* **Problem A**: List the design principles from 30 years ago that the comments on the protection paper say are being reintroduced.
* **Problem B**: Resume the comments on the protection paper after their last sentence.

* **Source passage**:
----

From: Raz Mathias (razvanma_at_exchange.microsoft.com)
Date: Thu Jan 08 2004 - 17:35:37 PST
This paper begins by presenting what are even today the most relevant
design principles in protection. Having recently read Writing Secure
Code, by Michael Howard, it is interesting to note how many ideas from
30 years ago are being reintroduced. Ideas such as design is not a
secret ("Obscurity is not security" in Howard's book), principle of
least privilege, and default situation is lack of access are ideas being
hyped as new and exciting in mainstream server and operating system
design. In several ways, though, the paper does go in the wrong
direction (e.g. "password of up to eight ASCII characters", using
digraphs to create memorable passwords).
The idea of an "unforgeable character identifier" being assigned to a
process at creation time needed more explanation. How is this
identifier protected? Why is it unforgeable?
The idea of a sorted access control list was also presented. The list
was sorted because an access check stops at the first match, so more
general matches (including the "*" character) should be lower on the
list, otherwise they will catch all control checks. I found it rather
odd that the access control entries in the lists didn't have actions
associated with them. For example, user1 has the ability to read file1
while user2 has the ability to read/write the file. Instead the
abilities to act on a device or file were stored with the file itself.
This seemed like a lacking, basic feature in the protection system.
I also thought that the discussion of "capability" systems was useful.
The paper clearly enumerated the reasons why ACL's should be placed on
the underlying resource and not on the name itself. This issue still
manifests itself today in various security holes in web servers that
make assumptions based on the URL (the name or path) to a particular
resource, allowing hackers to circumvent the protection mechanism by
simply using another name to access the resource.

----

* **Information**:
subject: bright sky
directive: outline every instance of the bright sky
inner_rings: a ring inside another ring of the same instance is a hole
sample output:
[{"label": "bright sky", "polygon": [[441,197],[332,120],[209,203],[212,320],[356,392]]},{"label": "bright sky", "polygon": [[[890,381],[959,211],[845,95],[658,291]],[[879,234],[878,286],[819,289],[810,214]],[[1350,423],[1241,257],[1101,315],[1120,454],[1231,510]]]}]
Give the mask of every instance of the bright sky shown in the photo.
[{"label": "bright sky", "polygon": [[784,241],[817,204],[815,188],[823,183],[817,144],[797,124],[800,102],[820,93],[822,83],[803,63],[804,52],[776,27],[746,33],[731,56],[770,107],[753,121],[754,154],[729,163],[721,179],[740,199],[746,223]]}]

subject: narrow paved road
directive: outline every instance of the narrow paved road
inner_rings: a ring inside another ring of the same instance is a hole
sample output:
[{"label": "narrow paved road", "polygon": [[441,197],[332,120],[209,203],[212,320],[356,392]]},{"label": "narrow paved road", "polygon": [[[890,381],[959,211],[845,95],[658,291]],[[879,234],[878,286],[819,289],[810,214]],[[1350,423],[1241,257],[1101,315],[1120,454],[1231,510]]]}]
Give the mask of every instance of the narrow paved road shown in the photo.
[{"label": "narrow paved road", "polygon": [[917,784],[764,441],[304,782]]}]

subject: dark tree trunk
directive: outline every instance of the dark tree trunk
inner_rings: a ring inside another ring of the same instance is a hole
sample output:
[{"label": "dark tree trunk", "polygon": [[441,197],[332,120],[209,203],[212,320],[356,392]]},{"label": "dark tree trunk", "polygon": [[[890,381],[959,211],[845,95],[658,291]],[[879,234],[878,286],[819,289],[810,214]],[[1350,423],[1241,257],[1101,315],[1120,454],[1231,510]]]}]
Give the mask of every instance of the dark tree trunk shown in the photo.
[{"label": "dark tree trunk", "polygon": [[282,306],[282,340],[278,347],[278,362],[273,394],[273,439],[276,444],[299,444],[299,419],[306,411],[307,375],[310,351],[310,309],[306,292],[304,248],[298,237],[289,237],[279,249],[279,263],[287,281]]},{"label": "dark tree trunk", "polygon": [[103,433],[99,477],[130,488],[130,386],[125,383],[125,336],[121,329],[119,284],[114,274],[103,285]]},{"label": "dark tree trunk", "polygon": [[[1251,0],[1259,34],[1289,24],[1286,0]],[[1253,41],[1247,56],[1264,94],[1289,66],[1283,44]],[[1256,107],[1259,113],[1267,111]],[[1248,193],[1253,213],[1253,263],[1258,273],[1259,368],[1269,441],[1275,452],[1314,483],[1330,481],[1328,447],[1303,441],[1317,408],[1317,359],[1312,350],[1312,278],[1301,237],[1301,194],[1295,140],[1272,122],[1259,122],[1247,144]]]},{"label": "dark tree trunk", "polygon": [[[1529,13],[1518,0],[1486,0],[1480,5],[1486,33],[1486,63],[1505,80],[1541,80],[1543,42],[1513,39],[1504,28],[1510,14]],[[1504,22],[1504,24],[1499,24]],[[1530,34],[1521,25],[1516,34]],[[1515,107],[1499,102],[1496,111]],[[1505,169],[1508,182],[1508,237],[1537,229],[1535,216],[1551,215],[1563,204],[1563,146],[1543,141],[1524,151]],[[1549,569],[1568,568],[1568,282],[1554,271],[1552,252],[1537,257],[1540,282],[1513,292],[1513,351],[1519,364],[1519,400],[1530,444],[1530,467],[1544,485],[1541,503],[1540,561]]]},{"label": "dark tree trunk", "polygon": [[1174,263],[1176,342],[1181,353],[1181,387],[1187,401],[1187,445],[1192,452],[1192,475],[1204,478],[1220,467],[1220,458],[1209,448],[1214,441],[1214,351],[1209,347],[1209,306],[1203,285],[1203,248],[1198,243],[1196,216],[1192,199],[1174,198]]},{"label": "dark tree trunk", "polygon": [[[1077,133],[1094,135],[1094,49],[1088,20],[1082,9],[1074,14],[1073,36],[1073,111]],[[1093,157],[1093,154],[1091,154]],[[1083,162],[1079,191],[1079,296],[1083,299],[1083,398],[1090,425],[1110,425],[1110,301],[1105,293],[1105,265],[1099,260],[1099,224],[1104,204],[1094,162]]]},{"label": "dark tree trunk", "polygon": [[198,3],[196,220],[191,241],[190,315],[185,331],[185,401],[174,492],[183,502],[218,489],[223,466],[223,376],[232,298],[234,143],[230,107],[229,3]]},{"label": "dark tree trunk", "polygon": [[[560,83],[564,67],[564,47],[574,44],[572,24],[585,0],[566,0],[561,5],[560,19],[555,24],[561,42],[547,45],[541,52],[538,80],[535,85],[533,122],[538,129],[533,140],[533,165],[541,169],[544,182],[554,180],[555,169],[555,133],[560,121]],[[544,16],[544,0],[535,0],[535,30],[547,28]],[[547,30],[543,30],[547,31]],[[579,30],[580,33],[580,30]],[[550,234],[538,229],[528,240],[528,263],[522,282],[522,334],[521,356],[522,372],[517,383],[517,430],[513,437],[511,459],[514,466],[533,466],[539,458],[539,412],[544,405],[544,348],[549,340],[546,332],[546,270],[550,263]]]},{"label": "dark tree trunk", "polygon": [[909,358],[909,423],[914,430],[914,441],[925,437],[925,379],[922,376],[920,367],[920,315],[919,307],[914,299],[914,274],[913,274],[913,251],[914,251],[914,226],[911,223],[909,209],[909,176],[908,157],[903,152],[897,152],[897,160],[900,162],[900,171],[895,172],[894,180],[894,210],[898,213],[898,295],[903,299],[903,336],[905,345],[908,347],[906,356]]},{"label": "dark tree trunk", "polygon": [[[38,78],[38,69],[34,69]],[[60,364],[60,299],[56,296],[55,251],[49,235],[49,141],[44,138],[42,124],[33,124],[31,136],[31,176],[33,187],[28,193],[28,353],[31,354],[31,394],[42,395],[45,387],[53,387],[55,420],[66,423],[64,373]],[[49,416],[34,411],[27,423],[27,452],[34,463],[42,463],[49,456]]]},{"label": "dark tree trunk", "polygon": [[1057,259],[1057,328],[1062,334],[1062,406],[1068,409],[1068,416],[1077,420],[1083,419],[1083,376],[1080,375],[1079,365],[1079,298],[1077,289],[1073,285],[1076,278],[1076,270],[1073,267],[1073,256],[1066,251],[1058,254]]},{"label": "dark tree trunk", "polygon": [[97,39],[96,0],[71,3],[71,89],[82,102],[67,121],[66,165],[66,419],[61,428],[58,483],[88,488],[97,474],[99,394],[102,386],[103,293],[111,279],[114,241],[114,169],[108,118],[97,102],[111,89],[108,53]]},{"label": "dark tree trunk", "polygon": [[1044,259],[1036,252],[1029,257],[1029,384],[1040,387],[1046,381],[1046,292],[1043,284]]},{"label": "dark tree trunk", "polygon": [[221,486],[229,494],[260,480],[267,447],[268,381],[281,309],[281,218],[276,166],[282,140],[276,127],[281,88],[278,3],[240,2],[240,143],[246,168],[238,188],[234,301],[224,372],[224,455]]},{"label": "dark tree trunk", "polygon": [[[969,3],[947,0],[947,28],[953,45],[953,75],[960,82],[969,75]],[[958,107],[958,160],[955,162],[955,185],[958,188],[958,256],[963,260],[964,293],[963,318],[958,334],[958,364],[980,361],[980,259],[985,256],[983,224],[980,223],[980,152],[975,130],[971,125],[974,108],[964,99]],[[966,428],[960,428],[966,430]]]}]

----

* **Answer space A**:
- design is not a secret ("Obscurity is not security")
- principle of least privilege
- default situation is lack of access

* **Answer space B**:
The ability to manage who a user gives access to a resource is a
difficult problem not solved by the Multics paper. This issue, commonly
known today as "Rights Management," goes beyond the single layer of
responsibility delegation. It would be nice to send out a document and
to be able to ensure that the only people who have access to the
document are in a particular group or division. This open problem is
mitigated today using various public key encryption mechanisms combined
with code obfuscation (definitely not an ideal solution, but acceptable
to many customers).
The idea of having every activity on the OS be generated by an actively
authenticated user is a useful one as well. Eventually, everything that
happens on the machine can be pinpointed to someone's decision.
Furthermore, the automated logout is another simple idea that has only
recently been implemented in Windows 2003...30 years after Multics
originated...
In the "Primary Memory Protection" section, the protection information
associated with the address descriptor would be a useful concept even
today to protect against such activities as stack buffer overruns. Why
should code pages on the x86 be writeable?
Finally, one of the weaknesses listed struck me as particularly true
even today. That is the "rush to get on the air" (i.e. our pressure to
ship), the lack of understanding (growing day by day as systems get more
complex), and the economics of shipping a secure product conflict with
the goal of designing a solid protection system. The relevant question
is, are people willing to pay for it upfront (before the next big
worm/virus destroys that all-important report)?